*Task item*. Find the line that contains "Does any stone column"; then retype it and each line after it, exactly, through the final line of the data below.

Dataset items
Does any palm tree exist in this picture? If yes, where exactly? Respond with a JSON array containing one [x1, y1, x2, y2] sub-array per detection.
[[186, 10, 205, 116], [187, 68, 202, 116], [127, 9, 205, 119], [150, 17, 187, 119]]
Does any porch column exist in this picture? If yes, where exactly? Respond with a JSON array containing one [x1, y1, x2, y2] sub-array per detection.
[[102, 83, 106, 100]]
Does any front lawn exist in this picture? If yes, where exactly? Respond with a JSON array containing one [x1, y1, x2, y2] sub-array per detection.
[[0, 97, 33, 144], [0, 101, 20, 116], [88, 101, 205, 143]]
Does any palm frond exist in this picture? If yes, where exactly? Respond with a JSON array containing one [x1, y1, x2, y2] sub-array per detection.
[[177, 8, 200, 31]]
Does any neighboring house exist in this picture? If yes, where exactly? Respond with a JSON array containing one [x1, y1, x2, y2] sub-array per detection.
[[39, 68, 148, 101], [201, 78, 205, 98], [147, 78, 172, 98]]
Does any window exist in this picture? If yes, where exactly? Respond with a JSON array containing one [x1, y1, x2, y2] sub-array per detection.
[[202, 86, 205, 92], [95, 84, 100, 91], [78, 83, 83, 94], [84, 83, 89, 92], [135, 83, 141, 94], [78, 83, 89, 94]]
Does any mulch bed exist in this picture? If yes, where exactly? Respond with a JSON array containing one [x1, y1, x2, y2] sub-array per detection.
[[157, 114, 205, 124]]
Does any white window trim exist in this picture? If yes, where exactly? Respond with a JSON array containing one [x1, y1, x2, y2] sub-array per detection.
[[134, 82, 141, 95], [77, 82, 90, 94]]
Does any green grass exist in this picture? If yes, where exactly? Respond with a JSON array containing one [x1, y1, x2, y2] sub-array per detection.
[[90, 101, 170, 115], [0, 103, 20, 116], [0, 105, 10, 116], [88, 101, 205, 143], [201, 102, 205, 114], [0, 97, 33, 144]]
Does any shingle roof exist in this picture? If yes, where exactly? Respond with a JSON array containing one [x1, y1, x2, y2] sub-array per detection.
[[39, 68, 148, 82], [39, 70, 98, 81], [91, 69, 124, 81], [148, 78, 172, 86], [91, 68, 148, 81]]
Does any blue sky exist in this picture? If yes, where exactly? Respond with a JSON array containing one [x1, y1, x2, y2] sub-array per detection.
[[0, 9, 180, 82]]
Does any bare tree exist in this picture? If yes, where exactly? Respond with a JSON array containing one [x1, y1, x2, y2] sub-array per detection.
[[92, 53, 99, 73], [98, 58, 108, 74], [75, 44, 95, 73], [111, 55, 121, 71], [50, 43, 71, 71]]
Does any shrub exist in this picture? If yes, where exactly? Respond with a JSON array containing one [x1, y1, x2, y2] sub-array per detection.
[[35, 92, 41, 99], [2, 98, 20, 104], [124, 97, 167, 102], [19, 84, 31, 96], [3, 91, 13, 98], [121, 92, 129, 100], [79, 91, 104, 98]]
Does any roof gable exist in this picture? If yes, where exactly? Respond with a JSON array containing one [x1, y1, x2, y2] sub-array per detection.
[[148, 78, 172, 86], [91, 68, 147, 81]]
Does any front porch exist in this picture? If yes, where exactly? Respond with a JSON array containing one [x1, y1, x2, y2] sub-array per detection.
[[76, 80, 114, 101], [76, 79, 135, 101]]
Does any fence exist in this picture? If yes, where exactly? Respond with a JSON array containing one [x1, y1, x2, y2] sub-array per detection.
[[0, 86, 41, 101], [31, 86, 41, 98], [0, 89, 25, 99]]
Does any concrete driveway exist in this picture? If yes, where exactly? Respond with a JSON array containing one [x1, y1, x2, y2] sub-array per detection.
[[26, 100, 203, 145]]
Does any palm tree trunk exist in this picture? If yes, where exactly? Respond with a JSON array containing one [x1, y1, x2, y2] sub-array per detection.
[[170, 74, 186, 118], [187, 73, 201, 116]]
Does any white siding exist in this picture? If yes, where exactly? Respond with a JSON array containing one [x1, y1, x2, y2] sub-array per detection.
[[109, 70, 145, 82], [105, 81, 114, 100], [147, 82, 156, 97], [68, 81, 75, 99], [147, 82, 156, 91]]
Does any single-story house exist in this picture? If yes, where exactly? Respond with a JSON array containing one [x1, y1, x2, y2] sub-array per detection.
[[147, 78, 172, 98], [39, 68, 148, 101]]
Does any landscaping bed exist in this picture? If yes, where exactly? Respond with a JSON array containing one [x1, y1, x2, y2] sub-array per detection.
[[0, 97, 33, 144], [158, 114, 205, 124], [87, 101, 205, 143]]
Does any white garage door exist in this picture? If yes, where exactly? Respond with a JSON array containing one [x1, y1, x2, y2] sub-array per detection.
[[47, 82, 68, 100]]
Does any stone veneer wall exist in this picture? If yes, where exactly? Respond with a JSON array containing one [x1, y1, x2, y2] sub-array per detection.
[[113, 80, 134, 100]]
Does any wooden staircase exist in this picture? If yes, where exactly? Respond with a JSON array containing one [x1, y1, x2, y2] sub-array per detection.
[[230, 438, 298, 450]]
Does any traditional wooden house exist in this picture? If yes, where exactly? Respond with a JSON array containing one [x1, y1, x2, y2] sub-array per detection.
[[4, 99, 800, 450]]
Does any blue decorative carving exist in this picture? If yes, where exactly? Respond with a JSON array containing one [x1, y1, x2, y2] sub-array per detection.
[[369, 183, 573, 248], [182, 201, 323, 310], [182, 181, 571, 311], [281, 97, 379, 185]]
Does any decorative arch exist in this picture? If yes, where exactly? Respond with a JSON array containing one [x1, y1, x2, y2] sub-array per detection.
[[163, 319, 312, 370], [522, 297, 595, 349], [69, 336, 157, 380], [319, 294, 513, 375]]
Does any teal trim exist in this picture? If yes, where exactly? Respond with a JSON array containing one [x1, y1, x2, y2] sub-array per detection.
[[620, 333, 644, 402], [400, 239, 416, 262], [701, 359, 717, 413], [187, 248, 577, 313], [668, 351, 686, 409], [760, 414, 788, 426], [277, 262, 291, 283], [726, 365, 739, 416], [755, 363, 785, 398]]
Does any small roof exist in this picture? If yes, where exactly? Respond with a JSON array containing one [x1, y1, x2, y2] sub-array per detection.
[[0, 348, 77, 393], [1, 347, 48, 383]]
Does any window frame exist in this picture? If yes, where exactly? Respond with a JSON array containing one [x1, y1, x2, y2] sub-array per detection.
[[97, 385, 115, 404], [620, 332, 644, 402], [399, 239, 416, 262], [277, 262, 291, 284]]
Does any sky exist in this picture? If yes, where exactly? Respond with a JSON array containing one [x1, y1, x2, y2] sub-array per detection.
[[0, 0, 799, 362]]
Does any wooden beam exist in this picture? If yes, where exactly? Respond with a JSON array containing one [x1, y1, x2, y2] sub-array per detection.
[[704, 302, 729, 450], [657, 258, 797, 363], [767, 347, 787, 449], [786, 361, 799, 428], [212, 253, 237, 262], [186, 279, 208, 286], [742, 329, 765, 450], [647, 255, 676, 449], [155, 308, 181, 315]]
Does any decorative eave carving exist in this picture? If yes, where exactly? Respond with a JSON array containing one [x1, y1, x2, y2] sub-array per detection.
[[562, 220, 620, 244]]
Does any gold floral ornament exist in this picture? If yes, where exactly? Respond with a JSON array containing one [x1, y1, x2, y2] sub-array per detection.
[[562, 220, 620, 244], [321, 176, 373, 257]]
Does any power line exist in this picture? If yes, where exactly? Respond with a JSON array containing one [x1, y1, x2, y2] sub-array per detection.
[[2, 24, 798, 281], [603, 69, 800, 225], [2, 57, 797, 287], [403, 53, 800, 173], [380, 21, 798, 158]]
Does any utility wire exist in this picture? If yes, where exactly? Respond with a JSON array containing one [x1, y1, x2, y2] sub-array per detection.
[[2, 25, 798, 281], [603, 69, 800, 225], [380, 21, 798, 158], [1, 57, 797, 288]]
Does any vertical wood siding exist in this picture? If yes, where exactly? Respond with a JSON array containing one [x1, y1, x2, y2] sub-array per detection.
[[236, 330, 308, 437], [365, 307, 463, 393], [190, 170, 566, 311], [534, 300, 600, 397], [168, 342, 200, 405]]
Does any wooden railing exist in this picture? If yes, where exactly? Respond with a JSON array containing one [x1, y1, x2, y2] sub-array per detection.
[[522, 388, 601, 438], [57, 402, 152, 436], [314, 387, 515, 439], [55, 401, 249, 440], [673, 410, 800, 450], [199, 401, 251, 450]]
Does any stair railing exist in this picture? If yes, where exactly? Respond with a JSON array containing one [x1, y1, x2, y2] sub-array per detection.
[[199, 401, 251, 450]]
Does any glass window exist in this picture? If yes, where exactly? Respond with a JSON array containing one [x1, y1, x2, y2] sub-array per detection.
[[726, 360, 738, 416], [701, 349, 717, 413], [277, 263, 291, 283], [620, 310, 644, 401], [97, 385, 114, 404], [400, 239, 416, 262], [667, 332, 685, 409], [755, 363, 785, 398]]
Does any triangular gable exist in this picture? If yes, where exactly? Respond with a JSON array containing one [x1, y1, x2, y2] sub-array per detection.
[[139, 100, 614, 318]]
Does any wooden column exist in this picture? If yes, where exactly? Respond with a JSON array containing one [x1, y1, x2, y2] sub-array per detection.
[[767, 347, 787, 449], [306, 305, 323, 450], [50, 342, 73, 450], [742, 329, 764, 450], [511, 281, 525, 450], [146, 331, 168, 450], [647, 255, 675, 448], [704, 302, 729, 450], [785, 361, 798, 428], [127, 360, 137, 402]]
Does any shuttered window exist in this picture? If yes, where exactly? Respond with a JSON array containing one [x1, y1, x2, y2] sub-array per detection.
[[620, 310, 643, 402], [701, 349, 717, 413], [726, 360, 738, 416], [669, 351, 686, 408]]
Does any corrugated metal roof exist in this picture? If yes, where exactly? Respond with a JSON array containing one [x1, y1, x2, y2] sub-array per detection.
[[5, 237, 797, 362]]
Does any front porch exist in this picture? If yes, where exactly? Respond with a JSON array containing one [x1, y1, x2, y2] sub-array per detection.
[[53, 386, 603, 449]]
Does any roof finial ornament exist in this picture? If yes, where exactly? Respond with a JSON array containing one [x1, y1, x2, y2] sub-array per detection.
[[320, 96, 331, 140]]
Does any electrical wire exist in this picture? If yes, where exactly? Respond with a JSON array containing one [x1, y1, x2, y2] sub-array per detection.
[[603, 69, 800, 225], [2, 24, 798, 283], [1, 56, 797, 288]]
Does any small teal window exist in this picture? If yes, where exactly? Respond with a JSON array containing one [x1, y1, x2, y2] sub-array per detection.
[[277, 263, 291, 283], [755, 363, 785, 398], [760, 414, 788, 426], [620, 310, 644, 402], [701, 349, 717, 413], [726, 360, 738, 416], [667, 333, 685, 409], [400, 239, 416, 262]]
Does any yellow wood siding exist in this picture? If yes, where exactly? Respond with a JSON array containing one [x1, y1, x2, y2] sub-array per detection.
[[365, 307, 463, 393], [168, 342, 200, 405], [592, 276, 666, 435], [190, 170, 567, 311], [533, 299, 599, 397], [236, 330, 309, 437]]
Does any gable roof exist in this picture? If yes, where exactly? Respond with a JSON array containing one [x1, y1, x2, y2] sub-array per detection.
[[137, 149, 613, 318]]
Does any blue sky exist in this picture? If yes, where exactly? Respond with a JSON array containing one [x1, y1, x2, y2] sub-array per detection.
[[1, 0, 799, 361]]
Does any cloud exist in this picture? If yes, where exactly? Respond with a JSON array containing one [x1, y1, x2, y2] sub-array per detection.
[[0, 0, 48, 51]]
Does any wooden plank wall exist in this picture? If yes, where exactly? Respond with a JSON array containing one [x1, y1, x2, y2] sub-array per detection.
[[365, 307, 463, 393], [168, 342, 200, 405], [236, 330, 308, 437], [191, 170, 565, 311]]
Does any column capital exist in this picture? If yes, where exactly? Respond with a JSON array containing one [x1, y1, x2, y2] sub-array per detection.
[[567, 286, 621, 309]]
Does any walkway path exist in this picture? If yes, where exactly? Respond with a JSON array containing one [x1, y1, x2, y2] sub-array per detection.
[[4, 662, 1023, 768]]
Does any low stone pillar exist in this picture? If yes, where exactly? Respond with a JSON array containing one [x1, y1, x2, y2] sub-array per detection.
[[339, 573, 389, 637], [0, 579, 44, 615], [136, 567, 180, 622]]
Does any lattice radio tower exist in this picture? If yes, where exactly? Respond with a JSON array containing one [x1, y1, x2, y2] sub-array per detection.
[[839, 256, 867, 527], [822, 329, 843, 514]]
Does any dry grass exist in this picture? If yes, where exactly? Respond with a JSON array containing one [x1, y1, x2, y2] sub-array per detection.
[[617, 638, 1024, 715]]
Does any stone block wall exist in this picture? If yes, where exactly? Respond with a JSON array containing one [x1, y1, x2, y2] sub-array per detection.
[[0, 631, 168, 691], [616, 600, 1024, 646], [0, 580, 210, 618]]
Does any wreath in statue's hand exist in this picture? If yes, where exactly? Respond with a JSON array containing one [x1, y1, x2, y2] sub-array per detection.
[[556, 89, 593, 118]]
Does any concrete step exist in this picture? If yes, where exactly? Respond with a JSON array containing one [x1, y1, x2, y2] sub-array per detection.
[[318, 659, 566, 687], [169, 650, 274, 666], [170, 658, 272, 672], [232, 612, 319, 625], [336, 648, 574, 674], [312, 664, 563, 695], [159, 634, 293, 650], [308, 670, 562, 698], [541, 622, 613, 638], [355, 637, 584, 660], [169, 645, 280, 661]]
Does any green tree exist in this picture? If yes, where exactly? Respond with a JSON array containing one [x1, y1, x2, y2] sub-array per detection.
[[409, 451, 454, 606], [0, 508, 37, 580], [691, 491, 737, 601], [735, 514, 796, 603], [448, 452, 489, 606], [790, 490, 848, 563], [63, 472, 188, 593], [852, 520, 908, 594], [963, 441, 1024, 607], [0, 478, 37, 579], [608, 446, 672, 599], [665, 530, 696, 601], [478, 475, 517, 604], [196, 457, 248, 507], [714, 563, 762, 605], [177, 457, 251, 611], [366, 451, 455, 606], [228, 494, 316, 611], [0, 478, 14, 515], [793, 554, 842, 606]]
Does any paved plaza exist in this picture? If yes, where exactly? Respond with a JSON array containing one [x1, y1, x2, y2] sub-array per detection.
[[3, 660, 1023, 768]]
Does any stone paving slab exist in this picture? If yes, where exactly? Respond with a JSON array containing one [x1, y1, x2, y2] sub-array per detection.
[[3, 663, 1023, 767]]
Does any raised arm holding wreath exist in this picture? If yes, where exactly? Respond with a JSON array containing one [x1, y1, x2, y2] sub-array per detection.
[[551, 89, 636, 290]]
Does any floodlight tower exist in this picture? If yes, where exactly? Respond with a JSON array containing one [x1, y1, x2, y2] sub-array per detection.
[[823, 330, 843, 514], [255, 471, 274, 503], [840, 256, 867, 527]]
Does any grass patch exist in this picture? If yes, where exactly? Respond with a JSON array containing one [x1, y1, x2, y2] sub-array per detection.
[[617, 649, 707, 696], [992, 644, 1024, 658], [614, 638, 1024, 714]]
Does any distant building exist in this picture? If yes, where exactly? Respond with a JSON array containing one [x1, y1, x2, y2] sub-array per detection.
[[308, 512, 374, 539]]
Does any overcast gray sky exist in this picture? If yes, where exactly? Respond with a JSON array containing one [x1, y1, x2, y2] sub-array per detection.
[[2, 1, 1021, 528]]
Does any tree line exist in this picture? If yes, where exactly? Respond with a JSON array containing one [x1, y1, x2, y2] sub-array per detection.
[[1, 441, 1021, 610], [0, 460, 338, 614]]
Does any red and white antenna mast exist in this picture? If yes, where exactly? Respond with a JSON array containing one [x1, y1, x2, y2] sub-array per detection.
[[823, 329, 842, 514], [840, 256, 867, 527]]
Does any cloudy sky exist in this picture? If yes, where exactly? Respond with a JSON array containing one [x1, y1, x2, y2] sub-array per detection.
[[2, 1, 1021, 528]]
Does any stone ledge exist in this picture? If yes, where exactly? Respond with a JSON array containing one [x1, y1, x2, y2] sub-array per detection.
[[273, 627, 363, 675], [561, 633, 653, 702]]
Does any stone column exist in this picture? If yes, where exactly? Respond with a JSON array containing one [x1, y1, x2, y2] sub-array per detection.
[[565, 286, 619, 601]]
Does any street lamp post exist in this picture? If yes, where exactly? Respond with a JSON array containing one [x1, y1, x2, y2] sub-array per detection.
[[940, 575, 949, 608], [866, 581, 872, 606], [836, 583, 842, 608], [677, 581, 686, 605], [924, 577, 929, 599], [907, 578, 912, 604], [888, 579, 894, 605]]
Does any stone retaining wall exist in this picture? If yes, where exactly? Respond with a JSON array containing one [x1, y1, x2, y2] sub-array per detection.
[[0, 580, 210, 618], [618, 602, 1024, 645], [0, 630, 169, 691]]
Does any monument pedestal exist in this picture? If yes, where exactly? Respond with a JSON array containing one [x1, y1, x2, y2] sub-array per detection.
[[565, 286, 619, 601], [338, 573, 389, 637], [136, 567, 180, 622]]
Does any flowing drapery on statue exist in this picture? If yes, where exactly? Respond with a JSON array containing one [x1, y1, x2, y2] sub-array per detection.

*Result of this exercise*.
Does any stone column exist in this picture? If yes, where exactly? Respond with a JSON array containing one [x1, y1, x2, y2] sub-array per detection.
[[565, 286, 619, 601]]
Does any street lamp post exist in this picture? If yes, where exactly? Respond with a JSON array containing one [x1, y1, x2, y2] sub-array per detection.
[[940, 575, 949, 608], [866, 581, 872, 606], [836, 583, 842, 608], [677, 581, 686, 605], [924, 577, 929, 599], [907, 578, 912, 604], [888, 579, 894, 605]]
Does any stone retaining wall exist in this picture? If yes, where exactly? Respond with a JSON array containing one [x1, y1, x2, y2] sub-array per detection.
[[0, 580, 210, 618], [618, 602, 1024, 645], [0, 630, 169, 691]]
Does any monument pedestal exist in this picture? If yes, where exactly? Respond with a JSON array containing one [x1, y1, x2, y2] sub-array per detection.
[[565, 286, 619, 601], [338, 573, 389, 637], [136, 567, 180, 622]]
Does any flowing drapery on statue exist in this picture? If yes, where exactly? Respond with a JSON array containing one [x1, y1, x2, y2] sub-array per detection.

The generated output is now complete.